Count the lines in the entries below that contain the string "tree", matching case exactly. Reply with the number only.

— Begin DATA SHOWN —

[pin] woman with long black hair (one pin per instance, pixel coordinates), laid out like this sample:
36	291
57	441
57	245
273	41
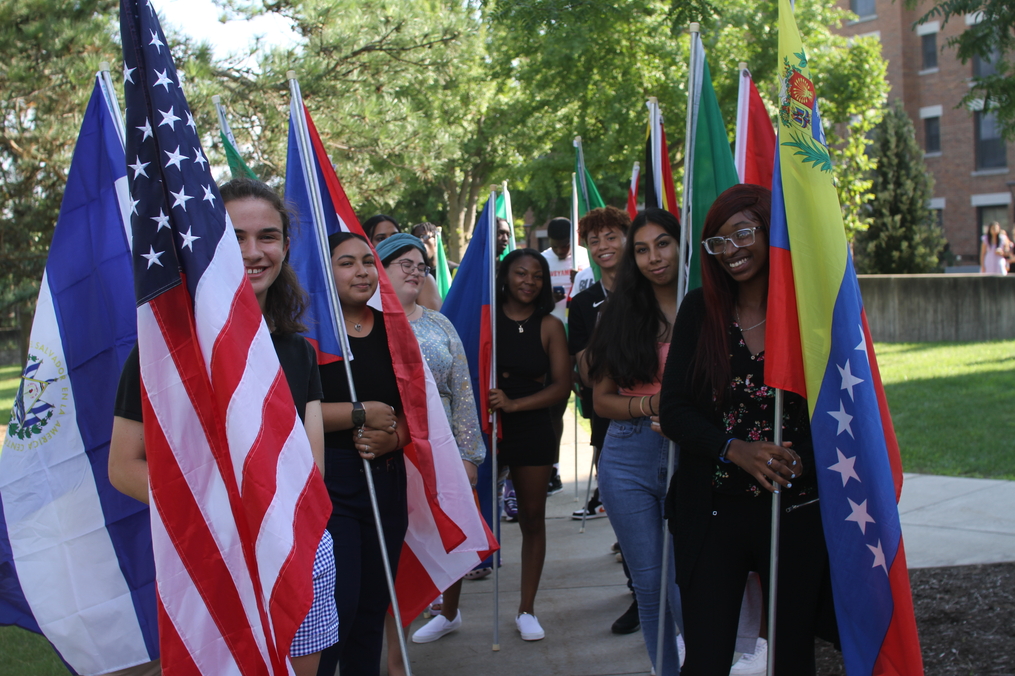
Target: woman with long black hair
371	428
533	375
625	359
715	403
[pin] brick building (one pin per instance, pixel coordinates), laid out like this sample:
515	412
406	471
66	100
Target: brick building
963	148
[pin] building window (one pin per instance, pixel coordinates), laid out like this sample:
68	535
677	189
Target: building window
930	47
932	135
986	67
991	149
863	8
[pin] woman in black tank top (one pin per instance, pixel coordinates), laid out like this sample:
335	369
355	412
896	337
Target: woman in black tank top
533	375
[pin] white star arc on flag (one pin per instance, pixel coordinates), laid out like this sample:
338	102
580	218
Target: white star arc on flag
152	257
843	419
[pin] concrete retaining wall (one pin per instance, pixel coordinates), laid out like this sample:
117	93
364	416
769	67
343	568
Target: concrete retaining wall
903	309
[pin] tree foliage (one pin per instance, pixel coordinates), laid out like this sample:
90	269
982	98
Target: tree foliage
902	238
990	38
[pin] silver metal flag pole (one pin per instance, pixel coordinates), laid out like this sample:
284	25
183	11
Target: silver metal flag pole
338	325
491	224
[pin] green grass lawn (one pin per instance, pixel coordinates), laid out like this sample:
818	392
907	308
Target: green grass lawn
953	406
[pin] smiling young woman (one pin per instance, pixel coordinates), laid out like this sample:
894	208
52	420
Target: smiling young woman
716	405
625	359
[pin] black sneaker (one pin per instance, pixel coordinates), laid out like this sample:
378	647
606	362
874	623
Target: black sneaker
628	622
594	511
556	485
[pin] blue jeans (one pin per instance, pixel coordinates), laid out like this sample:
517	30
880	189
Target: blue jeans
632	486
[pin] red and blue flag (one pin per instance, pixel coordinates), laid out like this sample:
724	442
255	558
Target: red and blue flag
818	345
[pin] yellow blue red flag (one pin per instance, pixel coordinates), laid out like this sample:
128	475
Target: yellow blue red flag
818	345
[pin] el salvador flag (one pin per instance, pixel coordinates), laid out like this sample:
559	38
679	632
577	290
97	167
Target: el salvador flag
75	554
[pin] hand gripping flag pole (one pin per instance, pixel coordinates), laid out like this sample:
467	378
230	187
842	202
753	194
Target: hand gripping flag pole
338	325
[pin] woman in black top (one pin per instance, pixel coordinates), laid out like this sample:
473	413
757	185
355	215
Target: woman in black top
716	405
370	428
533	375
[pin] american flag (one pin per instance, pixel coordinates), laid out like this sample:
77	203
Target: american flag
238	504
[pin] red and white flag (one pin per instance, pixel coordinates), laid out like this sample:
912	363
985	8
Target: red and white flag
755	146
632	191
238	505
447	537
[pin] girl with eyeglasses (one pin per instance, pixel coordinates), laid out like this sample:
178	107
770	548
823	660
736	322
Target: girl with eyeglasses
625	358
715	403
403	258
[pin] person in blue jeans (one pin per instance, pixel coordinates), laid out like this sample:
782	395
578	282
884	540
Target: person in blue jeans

— End DATA SHOWN —
— Begin DATA SHOWN —

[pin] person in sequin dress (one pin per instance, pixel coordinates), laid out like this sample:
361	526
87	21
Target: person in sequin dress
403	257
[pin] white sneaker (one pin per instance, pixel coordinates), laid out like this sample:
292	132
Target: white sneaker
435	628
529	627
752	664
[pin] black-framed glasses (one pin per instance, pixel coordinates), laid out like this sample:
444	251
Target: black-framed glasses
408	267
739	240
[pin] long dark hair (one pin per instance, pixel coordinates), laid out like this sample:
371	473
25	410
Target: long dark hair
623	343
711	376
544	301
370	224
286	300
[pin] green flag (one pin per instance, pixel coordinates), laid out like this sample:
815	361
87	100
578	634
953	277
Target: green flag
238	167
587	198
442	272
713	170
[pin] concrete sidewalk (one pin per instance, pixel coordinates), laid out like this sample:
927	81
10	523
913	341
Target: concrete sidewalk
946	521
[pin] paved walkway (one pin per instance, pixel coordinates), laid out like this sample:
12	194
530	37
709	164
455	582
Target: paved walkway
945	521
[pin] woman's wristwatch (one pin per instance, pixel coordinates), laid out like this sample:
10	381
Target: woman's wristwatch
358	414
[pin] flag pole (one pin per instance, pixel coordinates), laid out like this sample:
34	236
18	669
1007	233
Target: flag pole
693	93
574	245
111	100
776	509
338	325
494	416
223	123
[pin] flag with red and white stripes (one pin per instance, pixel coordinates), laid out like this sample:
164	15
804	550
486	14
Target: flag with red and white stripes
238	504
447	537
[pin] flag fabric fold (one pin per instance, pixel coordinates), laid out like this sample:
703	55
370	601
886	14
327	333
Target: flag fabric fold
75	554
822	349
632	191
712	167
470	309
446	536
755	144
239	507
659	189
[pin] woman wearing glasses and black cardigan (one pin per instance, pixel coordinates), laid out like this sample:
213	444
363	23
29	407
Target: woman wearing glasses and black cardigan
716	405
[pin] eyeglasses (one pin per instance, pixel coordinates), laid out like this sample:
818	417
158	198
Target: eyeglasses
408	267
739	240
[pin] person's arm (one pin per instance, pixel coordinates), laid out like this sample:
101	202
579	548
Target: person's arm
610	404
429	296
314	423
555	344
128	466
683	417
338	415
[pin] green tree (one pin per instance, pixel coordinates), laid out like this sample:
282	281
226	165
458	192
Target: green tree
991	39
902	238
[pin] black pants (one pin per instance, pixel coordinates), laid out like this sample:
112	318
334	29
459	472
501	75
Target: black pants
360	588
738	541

— End DATA SHOWN —

#### ANSWER TO THIS TASK
4